PROMPT:
Copy every line of the records from the one containing "A single point falls on each instance of the sheer" through the end, requests included, and offset each answer coordinate by adding 35 to it. Keep the sample coordinates inside the requests unchanged.

[Raw records]
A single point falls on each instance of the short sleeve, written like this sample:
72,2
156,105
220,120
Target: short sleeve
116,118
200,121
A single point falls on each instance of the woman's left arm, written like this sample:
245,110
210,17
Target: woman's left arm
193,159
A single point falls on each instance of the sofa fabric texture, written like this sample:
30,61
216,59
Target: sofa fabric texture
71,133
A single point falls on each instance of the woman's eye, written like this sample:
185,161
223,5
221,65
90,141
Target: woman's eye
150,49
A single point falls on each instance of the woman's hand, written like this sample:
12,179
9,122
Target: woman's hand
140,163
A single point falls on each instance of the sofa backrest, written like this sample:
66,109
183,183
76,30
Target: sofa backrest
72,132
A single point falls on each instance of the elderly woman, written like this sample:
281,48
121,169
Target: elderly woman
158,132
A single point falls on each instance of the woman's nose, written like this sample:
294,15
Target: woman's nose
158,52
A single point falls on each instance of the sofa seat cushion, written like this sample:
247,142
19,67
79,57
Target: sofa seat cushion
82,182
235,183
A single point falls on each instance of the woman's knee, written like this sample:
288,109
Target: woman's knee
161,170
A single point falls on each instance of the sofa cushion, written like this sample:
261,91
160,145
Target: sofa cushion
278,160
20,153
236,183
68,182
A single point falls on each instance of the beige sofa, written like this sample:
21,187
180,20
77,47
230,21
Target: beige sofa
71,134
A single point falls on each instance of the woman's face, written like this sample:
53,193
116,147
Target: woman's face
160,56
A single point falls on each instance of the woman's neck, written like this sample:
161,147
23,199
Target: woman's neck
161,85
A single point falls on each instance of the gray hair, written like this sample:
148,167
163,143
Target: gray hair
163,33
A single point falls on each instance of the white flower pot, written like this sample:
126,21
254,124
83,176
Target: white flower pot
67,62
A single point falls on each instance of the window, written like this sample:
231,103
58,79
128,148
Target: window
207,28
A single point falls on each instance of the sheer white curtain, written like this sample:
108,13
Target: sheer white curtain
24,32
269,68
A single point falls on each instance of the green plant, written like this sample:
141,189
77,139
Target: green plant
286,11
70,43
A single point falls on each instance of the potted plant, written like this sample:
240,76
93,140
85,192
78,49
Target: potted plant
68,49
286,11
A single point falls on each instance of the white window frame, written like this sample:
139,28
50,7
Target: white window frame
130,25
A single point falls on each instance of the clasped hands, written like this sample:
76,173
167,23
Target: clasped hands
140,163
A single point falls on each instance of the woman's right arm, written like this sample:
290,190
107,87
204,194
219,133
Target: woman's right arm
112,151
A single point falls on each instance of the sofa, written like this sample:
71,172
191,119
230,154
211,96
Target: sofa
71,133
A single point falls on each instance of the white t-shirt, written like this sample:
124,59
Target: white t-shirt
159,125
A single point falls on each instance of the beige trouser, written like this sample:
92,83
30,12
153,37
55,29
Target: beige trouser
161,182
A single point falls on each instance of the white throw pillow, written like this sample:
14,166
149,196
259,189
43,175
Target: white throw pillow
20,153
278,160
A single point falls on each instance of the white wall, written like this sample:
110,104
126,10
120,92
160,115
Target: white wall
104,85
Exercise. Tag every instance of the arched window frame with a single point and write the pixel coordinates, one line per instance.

REPLY TO THE TASK:
A single point falls on each instance of the sheer white curtain, written like this sample:
108,13
Target: sheer white curtain
59,67
304,103
A single point falls on each instance of the green plant, written like this sample:
141,189
77,139
Target: green plant
321,46
105,78
A single point falls on each instance of the potted plant, written like this sample:
240,76
93,140
85,192
78,49
Target: potted plant
103,84
321,46
A single point falls on each instance of the white window frame, written like this sample:
139,28
50,7
Target: white window frame
165,60
A single point falls on each instance of the clasped hands, written like this sample:
76,173
167,23
Target: clasped hands
175,198
A single point falls on each instance of the woman's right arm, written like this sample:
290,190
107,87
204,194
219,133
Target: woman's right arm
147,186
A single point falls on each instance of the sofa, written like this sample:
71,172
191,119
230,154
211,96
Target: sofa
106,168
A single point falls on each instance of the white t-shirt, written like this sample:
124,59
Target: white t-shirt
194,160
A single point falls on each instance of the beige trouser, written like this sample:
92,83
30,12
153,37
55,29
Target: beige trouser
196,217
A single point falls on each instance of the white throw pillow, written like this sample:
14,166
149,196
259,189
43,175
Target: white throw pillow
55,188
313,195
A single point falls on each instance of the white wall, written like this sample:
110,104
126,10
120,92
160,115
Target: white wall
139,120
Exercise. Tag every instance of the arched window frame with a single point and write the pixel coordinates, one line per instance.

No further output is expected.